» Alıntı metin
Şiddet eğilimli, ırkçı, işleri eski usul yöntemlerle yürütmeye çalışan iki polis, küçük korunaksız insanın çevresinde habersiz dönen kirli tezgahlar, acımasız katiller, insan hayatının değer-değersizliği, kader denen tuhaf kurgu, garibanlık, kan, ter, gözyaşı ve gezegene gerçek yörüngesini veren içsel adalet… Tedirgin edici sokakların karanlık fonunda geçen can pazarı öyküsü, yönetmenin gözü sayılabilecek görüntü yönetmeni, Benji Bakshi’nin capcanlı kamerasıyla, oldukça ‘hakiki’! Greg D’Auria imzalı kurgu çok şık. Yönetmenin yarattığı soundtrack, nefes nefese şiddet öyküsünü besliyor. Sıkı film orijinal adıyla ‘Dragged Across Concrete’. (3,5 / 5) 
  

TEMİZLİKÇİ
-Bir ‘Barbie’m bile yok!

(Bir veri kümesinden alınmış satırlar)
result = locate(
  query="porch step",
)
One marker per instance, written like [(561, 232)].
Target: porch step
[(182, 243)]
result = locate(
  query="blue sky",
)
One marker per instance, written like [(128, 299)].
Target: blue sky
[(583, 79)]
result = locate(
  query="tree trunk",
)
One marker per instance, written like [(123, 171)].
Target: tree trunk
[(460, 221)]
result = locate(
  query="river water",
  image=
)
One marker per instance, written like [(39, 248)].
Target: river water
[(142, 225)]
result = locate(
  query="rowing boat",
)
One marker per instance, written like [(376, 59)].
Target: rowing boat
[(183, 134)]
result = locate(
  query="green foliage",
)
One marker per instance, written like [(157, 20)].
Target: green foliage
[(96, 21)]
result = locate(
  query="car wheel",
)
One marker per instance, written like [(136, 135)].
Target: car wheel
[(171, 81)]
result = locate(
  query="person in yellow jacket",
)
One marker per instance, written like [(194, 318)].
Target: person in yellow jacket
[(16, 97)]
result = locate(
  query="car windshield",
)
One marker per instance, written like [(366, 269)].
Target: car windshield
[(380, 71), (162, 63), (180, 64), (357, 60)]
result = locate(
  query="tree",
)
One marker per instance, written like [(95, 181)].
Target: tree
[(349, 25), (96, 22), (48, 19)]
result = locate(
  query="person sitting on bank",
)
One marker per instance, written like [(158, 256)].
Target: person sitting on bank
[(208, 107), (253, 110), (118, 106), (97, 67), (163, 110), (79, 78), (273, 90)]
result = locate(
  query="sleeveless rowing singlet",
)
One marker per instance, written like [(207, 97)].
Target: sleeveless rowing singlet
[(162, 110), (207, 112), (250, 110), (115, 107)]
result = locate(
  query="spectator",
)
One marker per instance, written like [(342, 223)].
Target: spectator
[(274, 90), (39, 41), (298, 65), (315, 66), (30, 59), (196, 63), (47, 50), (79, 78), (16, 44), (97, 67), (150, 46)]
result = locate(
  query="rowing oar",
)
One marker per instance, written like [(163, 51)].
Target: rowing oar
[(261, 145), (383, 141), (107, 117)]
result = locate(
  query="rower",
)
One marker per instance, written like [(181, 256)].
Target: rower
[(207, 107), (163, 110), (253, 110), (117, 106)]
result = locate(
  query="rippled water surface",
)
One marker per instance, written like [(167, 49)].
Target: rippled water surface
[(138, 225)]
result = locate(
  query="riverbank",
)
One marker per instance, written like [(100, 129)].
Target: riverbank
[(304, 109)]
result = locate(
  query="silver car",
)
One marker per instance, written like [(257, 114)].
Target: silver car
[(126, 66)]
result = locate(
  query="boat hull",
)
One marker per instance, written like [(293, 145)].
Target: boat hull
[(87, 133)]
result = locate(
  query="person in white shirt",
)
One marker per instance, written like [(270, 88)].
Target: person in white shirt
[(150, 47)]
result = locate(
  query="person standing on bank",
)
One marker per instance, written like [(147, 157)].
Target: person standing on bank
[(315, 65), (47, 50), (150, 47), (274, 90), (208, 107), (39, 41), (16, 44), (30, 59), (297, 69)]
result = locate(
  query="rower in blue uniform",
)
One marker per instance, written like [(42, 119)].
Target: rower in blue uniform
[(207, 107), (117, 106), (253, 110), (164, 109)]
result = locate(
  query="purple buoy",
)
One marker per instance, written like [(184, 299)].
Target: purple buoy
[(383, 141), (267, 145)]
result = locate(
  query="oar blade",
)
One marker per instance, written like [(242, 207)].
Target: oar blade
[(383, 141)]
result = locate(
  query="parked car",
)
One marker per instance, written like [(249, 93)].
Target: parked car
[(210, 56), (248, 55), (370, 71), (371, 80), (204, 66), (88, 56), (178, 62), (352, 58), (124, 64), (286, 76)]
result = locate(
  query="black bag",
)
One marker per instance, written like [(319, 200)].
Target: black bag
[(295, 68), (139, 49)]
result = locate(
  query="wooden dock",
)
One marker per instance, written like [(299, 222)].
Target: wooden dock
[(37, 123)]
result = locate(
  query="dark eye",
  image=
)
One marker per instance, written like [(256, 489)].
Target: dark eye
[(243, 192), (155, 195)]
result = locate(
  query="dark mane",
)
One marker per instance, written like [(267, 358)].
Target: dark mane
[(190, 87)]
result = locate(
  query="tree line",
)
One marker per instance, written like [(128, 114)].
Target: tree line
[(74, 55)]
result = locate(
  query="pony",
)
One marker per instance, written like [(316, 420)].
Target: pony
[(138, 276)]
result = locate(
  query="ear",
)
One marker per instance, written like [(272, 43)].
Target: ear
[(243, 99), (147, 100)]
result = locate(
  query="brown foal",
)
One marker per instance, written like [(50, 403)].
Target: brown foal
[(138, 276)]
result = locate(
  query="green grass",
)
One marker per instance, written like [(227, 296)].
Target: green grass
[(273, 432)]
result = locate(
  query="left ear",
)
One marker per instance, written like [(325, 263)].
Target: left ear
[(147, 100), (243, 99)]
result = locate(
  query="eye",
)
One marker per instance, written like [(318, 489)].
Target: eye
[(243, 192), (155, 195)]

» Görev listesi
1. Alıntı metinde "Şiddet eğilimli, ırkçı" sözleriyle açılan paragrafı, başlıca bilgilerini kaybetmeden daha kısa hâle getir.
2. Veri kümesi satırlarının başından "[(349, 25), (96, 22), (48, 19)]" ifadesini içeren satıra kadar olan bölümü, iki uç da dahil olmak üzere aynen yinele.
Alıntı metin ile satırlar ayrı kaynaklardan gelmektedir.

» Cevaplar
1. Orijinal adı 'Dragged Across Concrete' olan film, şiddete eğilimli, ırkçı ve eski usul çalışan iki polisin öyküsünü anlatıyor. Film kirli tezgahları, acımasız katilleri, kaderi, garibanlığı ve içsel adaleti işliyor. Tedirgin edici sokaklarda geçen bu can pazarı, görüntü yönetmeni Benji Bakshi'nin canlı kamerasıyla oldukça 'hakiki' görünüyor. Greg D'Auria'nın kurgusu çok şık. Yönetmenin hazırladığı soundtrack de şiddet öyküsünü besliyor. Puanı 3,5 / 5.

2.
result = locate(
  query="porch step",
)
One marker per instance, written like [(561, 232)].
Target: porch step
[(182, 243)]
result = locate(
  query="blue sky",
)
One marker per instance, written like [(128, 299)].
Target: blue sky
[(583, 79)]
result = locate(
  query="tree trunk",
)
One marker per instance, written like [(123, 171)].
Target: tree trunk
[(460, 221)]
result = locate(
  query="river water",
  image=
)
One marker per instance, written like [(39, 248)].
Target: river water
[(142, 225)]
result = locate(
  query="rowing boat",
)
One marker per instance, written like [(376, 59)].
Target: rowing boat
[(183, 134)]
result = locate(
  query="green foliage",
)
One marker per instance, written like [(157, 20)].
Target: green foliage
[(96, 21)]
result = locate(
  query="car wheel",
)
One marker per instance, written like [(136, 135)].
Target: car wheel
[(171, 81)]
result = locate(
  query="person in yellow jacket",
)
One marker per instance, written like [(194, 318)].
Target: person in yellow jacket
[(16, 97)]
result = locate(
  query="car windshield",
)
One marker per instance, written like [(366, 269)].
Target: car windshield
[(380, 71), (162, 63), (180, 64), (357, 60)]
result = locate(
  query="tree",
)
One marker per instance, written like [(95, 181)].
Target: tree
[(349, 25), (96, 22), (48, 19)]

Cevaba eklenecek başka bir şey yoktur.